** RECORDED INFORMATION **
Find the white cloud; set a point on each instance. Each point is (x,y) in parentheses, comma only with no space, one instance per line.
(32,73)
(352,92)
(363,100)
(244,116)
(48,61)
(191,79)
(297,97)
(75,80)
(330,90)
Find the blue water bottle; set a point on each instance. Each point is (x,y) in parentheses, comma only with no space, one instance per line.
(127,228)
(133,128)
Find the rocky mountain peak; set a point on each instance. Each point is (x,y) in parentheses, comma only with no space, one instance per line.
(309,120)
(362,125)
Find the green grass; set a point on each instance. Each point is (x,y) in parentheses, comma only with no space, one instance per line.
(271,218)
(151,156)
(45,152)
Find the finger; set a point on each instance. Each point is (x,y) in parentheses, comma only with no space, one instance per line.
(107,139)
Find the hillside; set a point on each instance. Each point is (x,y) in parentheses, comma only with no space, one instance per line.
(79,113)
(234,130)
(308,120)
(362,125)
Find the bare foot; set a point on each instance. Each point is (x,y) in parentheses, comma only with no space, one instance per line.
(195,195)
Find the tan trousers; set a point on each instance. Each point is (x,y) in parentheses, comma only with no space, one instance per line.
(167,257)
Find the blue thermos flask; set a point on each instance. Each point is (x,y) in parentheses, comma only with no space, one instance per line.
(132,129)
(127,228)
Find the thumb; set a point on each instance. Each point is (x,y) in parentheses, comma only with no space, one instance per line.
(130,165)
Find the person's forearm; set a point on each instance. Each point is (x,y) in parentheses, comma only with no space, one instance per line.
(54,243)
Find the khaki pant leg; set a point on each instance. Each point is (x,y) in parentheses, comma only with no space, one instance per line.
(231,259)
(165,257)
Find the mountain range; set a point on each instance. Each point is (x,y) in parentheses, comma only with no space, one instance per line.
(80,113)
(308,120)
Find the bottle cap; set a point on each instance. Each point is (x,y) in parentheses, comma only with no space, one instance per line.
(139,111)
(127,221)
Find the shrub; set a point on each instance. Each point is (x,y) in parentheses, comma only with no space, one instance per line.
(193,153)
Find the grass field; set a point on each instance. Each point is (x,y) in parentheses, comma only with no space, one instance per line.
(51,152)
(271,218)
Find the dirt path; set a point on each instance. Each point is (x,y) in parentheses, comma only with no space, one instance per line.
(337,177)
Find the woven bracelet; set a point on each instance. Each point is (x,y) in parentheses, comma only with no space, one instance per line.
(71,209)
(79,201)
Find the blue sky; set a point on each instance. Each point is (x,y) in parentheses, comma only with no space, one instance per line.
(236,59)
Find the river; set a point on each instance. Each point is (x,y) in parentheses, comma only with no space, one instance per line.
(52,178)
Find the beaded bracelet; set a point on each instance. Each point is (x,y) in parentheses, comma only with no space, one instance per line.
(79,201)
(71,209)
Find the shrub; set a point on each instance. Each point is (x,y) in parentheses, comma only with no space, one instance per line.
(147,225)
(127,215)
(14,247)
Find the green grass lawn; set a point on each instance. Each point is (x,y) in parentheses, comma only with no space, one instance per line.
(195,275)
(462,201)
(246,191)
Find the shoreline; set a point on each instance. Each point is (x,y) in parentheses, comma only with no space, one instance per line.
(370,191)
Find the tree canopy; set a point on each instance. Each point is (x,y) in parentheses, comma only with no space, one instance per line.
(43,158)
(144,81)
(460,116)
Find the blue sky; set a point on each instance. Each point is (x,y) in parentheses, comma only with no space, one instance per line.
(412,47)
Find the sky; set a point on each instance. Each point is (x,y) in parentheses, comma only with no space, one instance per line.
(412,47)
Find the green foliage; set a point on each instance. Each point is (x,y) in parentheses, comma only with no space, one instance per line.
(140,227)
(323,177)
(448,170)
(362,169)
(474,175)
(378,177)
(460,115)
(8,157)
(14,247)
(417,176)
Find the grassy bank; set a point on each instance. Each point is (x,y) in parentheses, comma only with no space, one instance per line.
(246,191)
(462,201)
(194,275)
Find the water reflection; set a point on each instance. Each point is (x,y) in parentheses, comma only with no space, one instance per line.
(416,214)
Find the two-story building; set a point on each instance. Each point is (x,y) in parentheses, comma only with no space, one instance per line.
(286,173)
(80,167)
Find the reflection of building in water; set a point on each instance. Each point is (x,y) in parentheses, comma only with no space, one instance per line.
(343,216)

** WHAT YOU WILL DO **
Repeat every entry exactly, please.

** WRITTEN SOLUTION **
Find the white cloud; set a point on each instance. Each point is (x,y) in parentheses, comma only with no space, one instance per line.
(32,73)
(352,92)
(363,100)
(244,116)
(48,61)
(191,79)
(297,97)
(75,80)
(330,90)
Find the blue water bottle; set a point on each instance. Each point is (x,y) in parentheses, comma only with no space, one instance per line.
(127,228)
(133,128)
Find the rocky mountain peak; set a point on each instance. Each point is (x,y) in parentheses, comma only with no space, one instance per line.
(309,120)
(362,125)
Find the green grass; set a point on each instance. Each point is (x,y) in parentheses, comma only with no space, one instance per line.
(271,218)
(151,156)
(45,152)
Find the finger; set a point on each instance. Each point is (x,y) in parentheses, comma only with no space, one instance per line.
(107,139)
Find the hillside; set a point on each instance. Each point is (x,y) in parentheses, comma only with no space, one instance per line.
(79,113)
(234,130)
(308,120)
(362,125)
Find the bare foot; set a point on each instance. Each point is (x,y) in parentheses, comma only with no space, one instance per line.
(195,195)
Find the tan trousers; set a point on each instance. Each point is (x,y) in parentheses, comma only with no space, one instance per line.
(167,257)
Find the blue thermos flask; set a point on each instance. Each point is (x,y) in parentheses, comma only with no space, one instance per line.
(132,129)
(127,228)
Find the thumb; set a point on each instance. Each point is (x,y) in parentheses, comma only with no space, one instance per line.
(130,165)
Find the person's forearm; set a point on each instance. Each point is (x,y) in parentheses, comma only with no space, one instance per line.
(54,243)
Find the khaki pant leg; set a point on each instance. Each point is (x,y) in parentheses, comma only with no space, one instance per line.
(231,259)
(165,257)
Find the mountain range; set a point on each instance. Each point is (x,y) in parentheses, comma only with no space, one instance per line.
(80,113)
(308,120)
Find the bottle cap; set a point on each instance. Each point is (x,y) in parentheses, comma only with no space, one instance per line.
(139,111)
(127,221)
Find the shrub; set a point on each instance. Each point is (x,y) in parentheses, comma only with no space, one instance per line.
(193,153)
Find the grass field; set a point on each instance. Each point is (x,y) in parentheses, comma only with no space, one instance per line.
(51,152)
(271,218)
Find the dirt path; set a point on each instance. Each point is (x,y) in parentheses, comma only with no space, one instance per line.
(337,177)
Find the woven bracelet; set a point on each instance. Each point is (x,y) in parentheses, comma only with no space, one instance per line.
(71,209)
(79,201)
Find the blue sky; set a point on each instance. Each point is (x,y) in parentheses, comma only with no space, one instance per line.
(236,59)
Find the river; set a point on each instance. Each point is (x,y) in parentheses, comma only with no space, one instance per line.
(52,178)
Find the beaded bracelet; set a point on each instance. Each point is (x,y) in parentheses, comma only with no space, one instance per line.
(79,201)
(71,209)
Find the shrub; set a point on each instance. Each point is (x,y) in parentheses, comma only with no space, one instance per line.
(147,225)
(127,215)
(14,247)
Find the green grass lawn; set a point on each instance. Each point is (x,y) in parentheses, comma only with no space, one instance per line.
(195,275)
(462,201)
(246,191)
Find the shoreline; set a point on each instance. Each point is (x,y) in parentheses, comma only with no space, one instance per line.
(370,191)
Find the tree canopy; set a point on each instance. Each point is (x,y) in parentheses, comma only with no space, one instance per line.
(43,158)
(144,81)
(460,116)
Find the blue sky; set a point on each instance. Each point is (x,y) in parentheses, comma only with no space, one instance per line.
(412,47)
Find the sky; set a point on each instance. Each point is (x,y) in parentheses, comma only with no space, one instance per line.
(412,47)
Find the green foliage; set a point on each instance. Each point is (x,y) in parentheses, comma only with no space, one instance per line.
(140,227)
(323,177)
(448,170)
(362,169)
(474,175)
(378,177)
(460,115)
(8,157)
(14,247)
(417,176)
Find the grassy bank; set a point on each instance. Each point is (x,y) in parentheses, comma only with no space, one instance per line.
(246,191)
(462,201)
(194,275)
Find the water reflection; set a point on each instance. Each point is (x,y) in parentheses, comma only with no space, one instance per line.
(416,214)
Find the two-story building; set a point on each instance. Each point is (x,y) in parentheses, comma only with no space, one instance per line.
(286,173)
(80,167)
Find the reflection of building in water; set a point on each instance. Each point is (x,y) in parentheses, comma only with no space, one instance per line.
(343,216)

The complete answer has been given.